ASSIGNMENT:
Nothing should appear in the answer except the lines from the one containing "box: [321, 168, 364, 192]" through the end of the records below, written out exactly.

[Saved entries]
· · · ·

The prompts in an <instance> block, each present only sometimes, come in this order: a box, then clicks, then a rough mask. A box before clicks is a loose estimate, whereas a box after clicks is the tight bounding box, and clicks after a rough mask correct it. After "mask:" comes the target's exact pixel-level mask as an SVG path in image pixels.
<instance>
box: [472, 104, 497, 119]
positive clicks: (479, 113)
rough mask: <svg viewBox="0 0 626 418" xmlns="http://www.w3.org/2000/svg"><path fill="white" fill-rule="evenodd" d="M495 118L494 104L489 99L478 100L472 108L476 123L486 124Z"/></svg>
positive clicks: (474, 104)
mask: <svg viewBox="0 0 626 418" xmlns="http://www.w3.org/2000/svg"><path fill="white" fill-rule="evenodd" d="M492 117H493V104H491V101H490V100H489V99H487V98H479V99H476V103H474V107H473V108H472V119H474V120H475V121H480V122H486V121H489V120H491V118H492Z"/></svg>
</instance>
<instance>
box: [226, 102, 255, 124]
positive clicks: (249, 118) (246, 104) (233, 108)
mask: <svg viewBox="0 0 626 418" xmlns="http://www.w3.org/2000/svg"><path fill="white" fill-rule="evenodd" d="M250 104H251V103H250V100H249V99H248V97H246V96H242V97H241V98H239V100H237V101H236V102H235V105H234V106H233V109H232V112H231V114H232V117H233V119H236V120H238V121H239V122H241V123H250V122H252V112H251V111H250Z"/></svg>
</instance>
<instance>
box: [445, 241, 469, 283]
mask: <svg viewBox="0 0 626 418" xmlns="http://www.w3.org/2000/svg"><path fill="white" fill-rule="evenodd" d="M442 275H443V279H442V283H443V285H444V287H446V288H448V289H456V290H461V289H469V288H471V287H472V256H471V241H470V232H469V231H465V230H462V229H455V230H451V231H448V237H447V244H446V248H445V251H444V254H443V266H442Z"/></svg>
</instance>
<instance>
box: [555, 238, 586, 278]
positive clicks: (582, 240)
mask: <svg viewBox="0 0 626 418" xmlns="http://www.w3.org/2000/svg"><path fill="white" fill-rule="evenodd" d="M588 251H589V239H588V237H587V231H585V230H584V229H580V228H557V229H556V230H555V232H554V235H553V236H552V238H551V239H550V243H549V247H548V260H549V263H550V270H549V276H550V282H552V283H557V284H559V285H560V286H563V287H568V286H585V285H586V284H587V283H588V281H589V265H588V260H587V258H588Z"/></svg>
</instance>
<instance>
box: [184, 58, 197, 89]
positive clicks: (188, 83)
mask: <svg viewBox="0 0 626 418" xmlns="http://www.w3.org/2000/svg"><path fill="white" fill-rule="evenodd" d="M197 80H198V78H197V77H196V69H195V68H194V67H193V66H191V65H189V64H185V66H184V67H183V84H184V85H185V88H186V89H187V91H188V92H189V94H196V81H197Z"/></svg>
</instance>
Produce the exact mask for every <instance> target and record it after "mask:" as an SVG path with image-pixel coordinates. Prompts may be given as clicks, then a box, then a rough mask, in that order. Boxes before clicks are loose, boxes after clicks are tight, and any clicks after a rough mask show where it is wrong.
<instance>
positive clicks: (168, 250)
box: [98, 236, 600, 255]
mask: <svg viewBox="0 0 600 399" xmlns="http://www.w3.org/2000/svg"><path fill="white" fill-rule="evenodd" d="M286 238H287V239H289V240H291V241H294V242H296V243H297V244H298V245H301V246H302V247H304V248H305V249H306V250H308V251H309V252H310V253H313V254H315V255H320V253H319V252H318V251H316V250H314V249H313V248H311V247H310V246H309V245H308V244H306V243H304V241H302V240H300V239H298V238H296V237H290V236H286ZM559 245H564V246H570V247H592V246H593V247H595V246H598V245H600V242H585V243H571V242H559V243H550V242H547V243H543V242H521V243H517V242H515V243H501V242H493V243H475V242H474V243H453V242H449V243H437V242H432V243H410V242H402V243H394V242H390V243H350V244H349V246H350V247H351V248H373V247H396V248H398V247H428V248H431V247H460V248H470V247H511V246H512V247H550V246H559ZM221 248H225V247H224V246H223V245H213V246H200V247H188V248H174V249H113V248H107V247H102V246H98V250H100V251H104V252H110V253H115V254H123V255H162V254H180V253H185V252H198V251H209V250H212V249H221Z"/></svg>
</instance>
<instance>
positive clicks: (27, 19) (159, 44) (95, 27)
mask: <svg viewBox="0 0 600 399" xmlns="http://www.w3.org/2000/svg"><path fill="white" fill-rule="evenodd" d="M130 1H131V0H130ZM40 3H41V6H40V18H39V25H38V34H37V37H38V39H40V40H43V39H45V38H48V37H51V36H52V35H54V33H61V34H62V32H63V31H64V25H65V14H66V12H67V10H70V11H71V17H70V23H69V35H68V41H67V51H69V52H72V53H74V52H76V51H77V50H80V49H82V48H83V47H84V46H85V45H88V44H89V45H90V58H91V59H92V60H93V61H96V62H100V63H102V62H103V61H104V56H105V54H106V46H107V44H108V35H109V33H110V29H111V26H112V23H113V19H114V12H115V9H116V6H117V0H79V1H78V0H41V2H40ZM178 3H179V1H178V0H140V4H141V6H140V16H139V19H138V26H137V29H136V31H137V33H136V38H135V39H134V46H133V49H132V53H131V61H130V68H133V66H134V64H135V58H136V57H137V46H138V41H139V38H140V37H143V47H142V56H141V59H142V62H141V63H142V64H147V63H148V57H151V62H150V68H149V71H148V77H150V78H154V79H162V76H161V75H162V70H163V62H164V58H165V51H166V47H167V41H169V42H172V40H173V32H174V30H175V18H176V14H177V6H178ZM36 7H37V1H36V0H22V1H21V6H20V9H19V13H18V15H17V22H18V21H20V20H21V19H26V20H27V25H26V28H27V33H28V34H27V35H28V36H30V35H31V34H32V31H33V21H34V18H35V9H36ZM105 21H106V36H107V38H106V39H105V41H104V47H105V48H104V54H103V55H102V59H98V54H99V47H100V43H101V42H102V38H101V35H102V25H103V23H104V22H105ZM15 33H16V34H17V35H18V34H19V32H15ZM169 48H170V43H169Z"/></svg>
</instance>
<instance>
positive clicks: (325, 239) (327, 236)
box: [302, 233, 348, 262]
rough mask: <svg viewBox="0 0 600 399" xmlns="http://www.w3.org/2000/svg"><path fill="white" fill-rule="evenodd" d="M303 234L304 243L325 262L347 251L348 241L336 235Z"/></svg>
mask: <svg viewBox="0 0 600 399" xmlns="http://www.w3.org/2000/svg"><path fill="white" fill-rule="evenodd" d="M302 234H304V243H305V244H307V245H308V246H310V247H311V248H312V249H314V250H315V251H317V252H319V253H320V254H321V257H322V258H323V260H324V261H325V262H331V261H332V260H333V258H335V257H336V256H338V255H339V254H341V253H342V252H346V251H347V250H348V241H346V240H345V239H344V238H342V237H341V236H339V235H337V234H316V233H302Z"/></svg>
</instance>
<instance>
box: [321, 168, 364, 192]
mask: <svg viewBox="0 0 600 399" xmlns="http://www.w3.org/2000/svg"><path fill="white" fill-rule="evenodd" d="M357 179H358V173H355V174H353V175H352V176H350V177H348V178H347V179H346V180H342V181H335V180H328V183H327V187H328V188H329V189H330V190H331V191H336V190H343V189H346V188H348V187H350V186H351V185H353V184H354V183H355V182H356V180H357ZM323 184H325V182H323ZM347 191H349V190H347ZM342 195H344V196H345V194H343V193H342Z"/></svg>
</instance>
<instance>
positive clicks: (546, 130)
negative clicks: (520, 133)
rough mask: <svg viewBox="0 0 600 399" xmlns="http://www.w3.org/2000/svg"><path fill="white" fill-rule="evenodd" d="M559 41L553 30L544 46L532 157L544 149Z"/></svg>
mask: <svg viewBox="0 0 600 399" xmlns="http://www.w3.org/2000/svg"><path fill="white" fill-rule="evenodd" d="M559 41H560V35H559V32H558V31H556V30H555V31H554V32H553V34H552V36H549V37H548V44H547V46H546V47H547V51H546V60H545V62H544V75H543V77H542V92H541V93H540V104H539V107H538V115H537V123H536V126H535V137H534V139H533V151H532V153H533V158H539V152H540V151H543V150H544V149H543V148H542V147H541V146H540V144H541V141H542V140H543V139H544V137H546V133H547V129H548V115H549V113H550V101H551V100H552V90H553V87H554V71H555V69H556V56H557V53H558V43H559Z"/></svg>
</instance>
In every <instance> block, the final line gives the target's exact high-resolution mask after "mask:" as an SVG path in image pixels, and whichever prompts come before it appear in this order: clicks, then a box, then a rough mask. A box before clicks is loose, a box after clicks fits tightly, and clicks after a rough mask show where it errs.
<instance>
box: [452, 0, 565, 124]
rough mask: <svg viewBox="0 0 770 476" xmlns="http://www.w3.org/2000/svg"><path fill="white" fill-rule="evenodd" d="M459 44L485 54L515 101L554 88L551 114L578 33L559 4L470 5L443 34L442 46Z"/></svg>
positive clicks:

· · · ·

ANSWER SPACE:
box: [321, 168, 364, 192]
mask: <svg viewBox="0 0 600 399" xmlns="http://www.w3.org/2000/svg"><path fill="white" fill-rule="evenodd" d="M357 179H358V173H355V174H353V175H352V176H350V177H348V178H347V179H346V180H342V181H335V180H328V183H327V187H328V188H329V189H330V190H331V191H336V190H343V189H346V188H348V187H350V186H351V185H353V184H354V183H355V182H356V180H357ZM323 184H325V182H323ZM347 191H349V190H347ZM342 195H344V196H345V194H343V193H342Z"/></svg>
</instance>
<instance>
positive clicks: (546, 130)
negative clicks: (520, 133)
rough mask: <svg viewBox="0 0 600 399" xmlns="http://www.w3.org/2000/svg"><path fill="white" fill-rule="evenodd" d="M559 41L553 30L544 46L532 157L544 149Z"/></svg>
mask: <svg viewBox="0 0 600 399" xmlns="http://www.w3.org/2000/svg"><path fill="white" fill-rule="evenodd" d="M559 41H560V35H559V32H558V31H556V30H555V31H554V32H553V34H552V36H549V37H548V44H547V46H546V47H547V51H546V60H545V62H544V75H543V77H542V92H541V93H540V104H539V107H538V115H537V123H536V126H535V137H534V139H533V151H532V153H533V158H539V152H540V151H543V150H544V149H543V148H542V147H541V146H540V144H541V141H542V140H543V139H544V137H546V133H547V129H548V115H549V113H550V101H551V100H552V90H553V87H554V71H555V69H556V56H557V53H558V43H559Z"/></svg>
</instance>
In every <instance> block, the final line gives the target's exact high-resolution mask after "mask:" as an SVG path in image pixels, and whichever prompts come before it appear in this order: clicks, then a box, then a rough mask. A box before clicks is loose, a box after clicks fits tightly, and clicks after a rough mask show where it errs.
<instance>
box: [452, 0, 565, 124]
rough mask: <svg viewBox="0 0 770 476" xmlns="http://www.w3.org/2000/svg"><path fill="white" fill-rule="evenodd" d="M459 44L485 54L515 101L554 88L551 114L578 33L559 4L470 5L443 34L442 46Z"/></svg>
positive clicks:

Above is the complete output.